**Aim of the exercise**
Continue the summary of the Arctic vessel speed model paper from where it stops.

A Gradient Boosted Mixed-Model Machine Learning Framework for Vessel Speed in the U.S. Arctic
Pith reviewed 2026-05-21 15:10 UTC · model grok-4.3
The pith
A two-stage machine learning model distinguishes stationary from moving vessels in the Arctic and shows that distance to coast and bathymetric depth drive both the chance and the speed of movement.
A machine-rendered reading of the paper's core claim, the machinery that carries it, and where it could break.
Core claim
The paper claims that integrating AIS observations with sea ice, wind, bathymetry, and other covariates in a gradient boosted mixed model framework allows accurate separation of zero and positive speed over ground records, with an AUC of 0.85 for the positive SOG classifier and 77 percent explained variance in the conditional speed model, and that distance to coast and bathymetric depth dominate the predictions as quantified by SHAP values.

[Saved data entries]
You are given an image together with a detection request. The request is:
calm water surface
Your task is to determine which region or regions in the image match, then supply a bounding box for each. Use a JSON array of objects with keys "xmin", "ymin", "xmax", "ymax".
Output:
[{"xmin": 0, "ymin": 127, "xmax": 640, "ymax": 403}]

**Response to this exercise**
What carries the argument
Two-stage gradient boosted decision trees with random effects for repeated observations, applied first to classify positive speed and second to regress its magnitude, with SHAP decomposition for variable importance.
If this is right
- Distance to coast and bathymetric depth determine both the likelihood of movement and the magnitude of positive speeds.
- Changes in course, vessel group, and navigational status add secondary variation to speeds.
- Wind and sea ice concentration have only modest effects on vessel speeds.
- The framework supports empirical characterization of operating regimes for speed management and corridor assessment.
Where Pith is reading between the lines
- The model could be extended to forecast how vessel speeds might shift as Arctic sea ice declines over time.
- Similar two-stage approaches may improve speed predictions in other busy shipping areas with AIS coverage.
- Real-time environmental data feeds could enable dynamic updates to speed estimates for route optimization.
Load-bearing premise
Records showing zero speed over ground represent actual stationary vessels rather than data transmission problems or gaps, and the merged environmental data sets are at a fine enough scale to capture what really affects local speeds.
What would settle it
Independent tracking of a sample of vessels to check what fraction of zero SOG AIS records match actual stationary positions rather than missing data.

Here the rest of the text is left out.